(Given data)
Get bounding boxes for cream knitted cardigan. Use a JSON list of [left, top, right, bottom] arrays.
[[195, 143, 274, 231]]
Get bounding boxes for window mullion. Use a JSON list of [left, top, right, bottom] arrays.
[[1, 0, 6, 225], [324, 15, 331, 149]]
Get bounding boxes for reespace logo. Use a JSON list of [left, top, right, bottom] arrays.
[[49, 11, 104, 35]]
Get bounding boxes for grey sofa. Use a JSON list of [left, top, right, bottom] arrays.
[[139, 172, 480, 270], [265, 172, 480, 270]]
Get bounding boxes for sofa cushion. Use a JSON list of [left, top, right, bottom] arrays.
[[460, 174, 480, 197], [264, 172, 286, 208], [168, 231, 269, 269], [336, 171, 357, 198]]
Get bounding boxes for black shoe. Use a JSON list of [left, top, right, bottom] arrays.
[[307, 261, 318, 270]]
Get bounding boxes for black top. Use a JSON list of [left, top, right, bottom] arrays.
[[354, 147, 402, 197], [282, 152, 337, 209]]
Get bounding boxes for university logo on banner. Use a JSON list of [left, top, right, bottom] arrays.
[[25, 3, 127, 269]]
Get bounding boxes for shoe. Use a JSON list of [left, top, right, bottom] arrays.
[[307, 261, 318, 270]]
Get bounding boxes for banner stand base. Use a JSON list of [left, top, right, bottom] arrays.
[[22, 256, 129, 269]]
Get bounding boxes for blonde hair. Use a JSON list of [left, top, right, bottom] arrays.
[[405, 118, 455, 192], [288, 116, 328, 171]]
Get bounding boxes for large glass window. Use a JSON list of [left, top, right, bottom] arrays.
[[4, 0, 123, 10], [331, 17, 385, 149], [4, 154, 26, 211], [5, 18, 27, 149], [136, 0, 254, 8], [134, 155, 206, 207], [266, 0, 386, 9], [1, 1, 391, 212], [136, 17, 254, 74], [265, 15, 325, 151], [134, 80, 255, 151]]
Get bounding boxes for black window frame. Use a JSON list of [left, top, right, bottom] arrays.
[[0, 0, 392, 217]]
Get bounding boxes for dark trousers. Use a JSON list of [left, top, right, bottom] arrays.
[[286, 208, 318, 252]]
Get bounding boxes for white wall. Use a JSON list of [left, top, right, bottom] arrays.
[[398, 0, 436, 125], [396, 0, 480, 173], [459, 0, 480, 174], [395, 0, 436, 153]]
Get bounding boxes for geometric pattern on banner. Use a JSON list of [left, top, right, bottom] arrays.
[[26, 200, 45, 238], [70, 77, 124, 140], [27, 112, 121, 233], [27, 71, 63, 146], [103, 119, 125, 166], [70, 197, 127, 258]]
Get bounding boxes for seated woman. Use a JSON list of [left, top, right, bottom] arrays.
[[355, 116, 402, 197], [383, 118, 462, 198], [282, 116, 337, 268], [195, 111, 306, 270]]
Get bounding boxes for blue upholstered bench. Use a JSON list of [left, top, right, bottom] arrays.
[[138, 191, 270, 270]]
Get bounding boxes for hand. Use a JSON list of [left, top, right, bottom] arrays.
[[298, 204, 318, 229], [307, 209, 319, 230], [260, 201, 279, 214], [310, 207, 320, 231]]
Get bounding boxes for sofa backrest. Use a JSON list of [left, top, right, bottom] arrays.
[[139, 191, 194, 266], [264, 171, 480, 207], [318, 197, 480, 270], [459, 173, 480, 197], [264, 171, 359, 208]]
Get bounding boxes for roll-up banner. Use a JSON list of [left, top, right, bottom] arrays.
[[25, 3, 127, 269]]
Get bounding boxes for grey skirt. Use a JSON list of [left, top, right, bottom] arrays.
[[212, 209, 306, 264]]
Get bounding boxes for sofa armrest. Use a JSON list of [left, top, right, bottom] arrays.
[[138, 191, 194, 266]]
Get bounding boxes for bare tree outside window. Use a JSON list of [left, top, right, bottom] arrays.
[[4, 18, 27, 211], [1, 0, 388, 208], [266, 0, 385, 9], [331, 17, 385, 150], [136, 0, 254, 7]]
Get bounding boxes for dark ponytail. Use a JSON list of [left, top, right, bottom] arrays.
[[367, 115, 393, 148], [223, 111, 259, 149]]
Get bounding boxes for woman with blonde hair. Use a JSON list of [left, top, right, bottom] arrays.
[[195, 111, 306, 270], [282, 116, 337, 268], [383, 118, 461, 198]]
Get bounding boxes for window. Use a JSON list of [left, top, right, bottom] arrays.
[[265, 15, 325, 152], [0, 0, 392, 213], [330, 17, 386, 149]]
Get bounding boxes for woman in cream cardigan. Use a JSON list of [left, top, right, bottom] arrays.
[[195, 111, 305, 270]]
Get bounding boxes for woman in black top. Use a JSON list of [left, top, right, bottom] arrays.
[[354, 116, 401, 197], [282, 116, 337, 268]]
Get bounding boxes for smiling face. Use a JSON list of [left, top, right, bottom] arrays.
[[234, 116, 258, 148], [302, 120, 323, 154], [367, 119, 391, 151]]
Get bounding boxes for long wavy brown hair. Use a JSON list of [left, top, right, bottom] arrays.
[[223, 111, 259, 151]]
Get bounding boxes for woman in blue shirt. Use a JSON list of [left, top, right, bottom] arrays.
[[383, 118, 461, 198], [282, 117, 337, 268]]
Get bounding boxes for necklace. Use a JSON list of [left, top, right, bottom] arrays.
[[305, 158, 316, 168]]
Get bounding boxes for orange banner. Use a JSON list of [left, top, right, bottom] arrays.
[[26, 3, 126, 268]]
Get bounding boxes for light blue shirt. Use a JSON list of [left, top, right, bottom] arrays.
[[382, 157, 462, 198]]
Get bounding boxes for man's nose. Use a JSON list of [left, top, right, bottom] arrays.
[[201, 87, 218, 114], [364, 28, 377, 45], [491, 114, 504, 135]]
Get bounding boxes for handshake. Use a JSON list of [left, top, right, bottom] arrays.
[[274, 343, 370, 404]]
(End Given data)
Give the data again, exactly as it appears above.

Get bounding boxes for cream knitted cardigan. Use a JSON list of [left, top, right, bottom] arrays.
[[195, 143, 274, 231]]
Get bounding boxes for window mullion. Use a JSON list of [left, top, right, bottom] arrays.
[[1, 0, 6, 225], [324, 15, 331, 149]]
Get bounding boxes for reespace logo. Use a JSON list of [left, top, right, bottom] arrays.
[[49, 11, 104, 35]]
Get bounding boxes for grey sofa. Use a JSON list of [left, top, right, bottom] arrays.
[[139, 172, 480, 270], [265, 172, 480, 270]]
Get bounding boxes for sofa cushion. Use a JSON list of [left, top, right, bottom] arrays.
[[460, 174, 480, 197], [264, 172, 286, 208], [168, 231, 269, 269], [336, 171, 357, 198]]
Get bounding boxes for black shoe. Use a JSON list of [left, top, right, bottom] arrays.
[[307, 261, 318, 270]]
Get bounding boxes for black top. Use a JSON list of [left, top, right, bottom] arrays.
[[354, 147, 402, 197], [282, 152, 337, 209]]
Get bounding boxes for university logo on banner. Use a JSON list of [left, top, right, bottom] arrays.
[[25, 3, 127, 269]]
Get bounding boxes for shoe. Use a JSON list of [left, top, right, bottom] arrays.
[[307, 261, 318, 270]]
Get bounding boxes for banner stand base. Use a JSON list of [left, top, right, bottom] arrays.
[[22, 256, 129, 269]]
Get bounding boxes for blonde hair. Use a JSON list of [left, top, right, bottom] arrays.
[[405, 118, 455, 192], [288, 116, 328, 171]]
Get bounding boxes for large glass window. Use a JSON list of [left, top, right, bottom] arrays.
[[4, 0, 123, 10], [331, 17, 385, 149], [4, 154, 26, 211], [5, 18, 27, 149], [136, 0, 254, 8], [134, 155, 206, 207], [266, 0, 386, 9], [1, 1, 391, 212], [136, 17, 254, 74], [265, 15, 325, 151], [134, 80, 255, 151]]
Get bounding boxes for black window frame. Use a JSON list of [left, top, right, bottom] arrays.
[[0, 0, 392, 217]]
Get bounding boxes for dark trousers. Use a JSON list of [left, top, right, bottom] arrays.
[[286, 208, 318, 252]]
Get bounding boxes for white wall. Use a JSON list of [left, top, right, bottom] arrays.
[[398, 0, 436, 125], [396, 0, 480, 173], [459, 0, 480, 174], [395, 0, 436, 153]]
Get bounding boxes for geometric pattern on banner. Use a JSON list of [left, top, right, bottom] arrays.
[[26, 200, 45, 238], [70, 77, 124, 140], [27, 112, 121, 233], [27, 71, 63, 146], [103, 119, 125, 166], [70, 197, 127, 258]]
Get bounding boxes for seated woman. Use a JSON list of [left, top, right, bottom] arrays.
[[355, 116, 402, 197], [383, 118, 462, 198], [282, 116, 337, 268], [195, 111, 306, 270]]
Get bounding boxes for blue upholstered bench. Use a JSON list of [left, top, right, bottom] arrays.
[[138, 191, 270, 270]]
Get bounding boxes for hand. Use a JSON list of [left, top, right, bottom] arrays.
[[298, 204, 318, 229], [307, 209, 319, 230], [260, 201, 279, 214], [310, 207, 320, 231]]
Get bounding boxes for sofa backrest. Use a JSON list of [left, top, right, bottom] arrays.
[[139, 191, 194, 266], [264, 171, 480, 207], [318, 197, 480, 270], [459, 173, 480, 197], [264, 171, 359, 208]]
Get bounding boxes for roll-up banner. Use a JSON list of [left, top, right, bottom] arrays.
[[25, 3, 127, 269]]
Get bounding boxes for grey skirt. Use a JSON list of [left, top, right, bottom] arrays.
[[212, 209, 306, 264]]
Get bounding boxes for sofa armrest. Use a JSON list of [left, top, right, bottom] arrays.
[[138, 191, 194, 266]]
Get bounding boxes for bare tree outside window. Use a JSON list of [left, top, right, bottom] arrays.
[[4, 18, 27, 211], [1, 0, 388, 208], [266, 0, 385, 9], [331, 17, 385, 150], [136, 0, 254, 7]]
Get bounding boxes for dark ponytail. Use a JSON list of [left, top, right, bottom] arrays.
[[367, 115, 393, 148], [223, 111, 259, 149]]
Get bounding boxes for woman with blonde hair. Use a JSON list of [left, top, right, bottom] arrays.
[[195, 111, 306, 270], [282, 116, 337, 268], [383, 118, 461, 198]]
Get bounding boxes for window. Use a JSON list of [left, top, right, bottom] arrays.
[[265, 15, 325, 152], [0, 0, 392, 213], [330, 17, 386, 149]]
Get bounding boxes for woman in cream cardigan. Use a JSON list of [left, top, right, bottom] arrays.
[[195, 111, 305, 270]]
Get bounding boxes for woman in black top. Use a JSON list of [left, top, right, bottom] arrays.
[[354, 116, 401, 197], [282, 116, 337, 268]]
Get bounding boxes for smiling face. Use a JSON list of [left, top, right, bottom] arrays.
[[234, 116, 258, 148], [302, 120, 323, 154], [367, 119, 391, 151]]
Get bounding boxes for long wavy brown hair. Use a JSON list of [left, top, right, bottom] arrays.
[[223, 111, 259, 151]]
Get bounding boxes for woman in blue shirt. Use a JSON list of [left, top, right, bottom] arrays.
[[383, 118, 461, 198], [282, 117, 337, 268]]
Get bounding boxes for necklace. Use a JSON list of [left, top, right, bottom] arrays.
[[305, 158, 316, 168]]
Get bounding boxes for orange banner. Use a JSON list of [left, top, right, bottom] arrays.
[[26, 3, 126, 268]]
Get bounding boxes for light blue shirt. Use a JSON list of [left, top, right, bottom] arrays.
[[382, 157, 462, 198]]
Get bounding boxes for man's nose. Use a JSON list of [left, top, right, bottom] arrays.
[[201, 87, 218, 114], [364, 28, 377, 45], [491, 114, 504, 135]]
Get bounding boxes for handshake. Use a JSON list of [left, top, right, bottom] arrays.
[[274, 343, 370, 404]]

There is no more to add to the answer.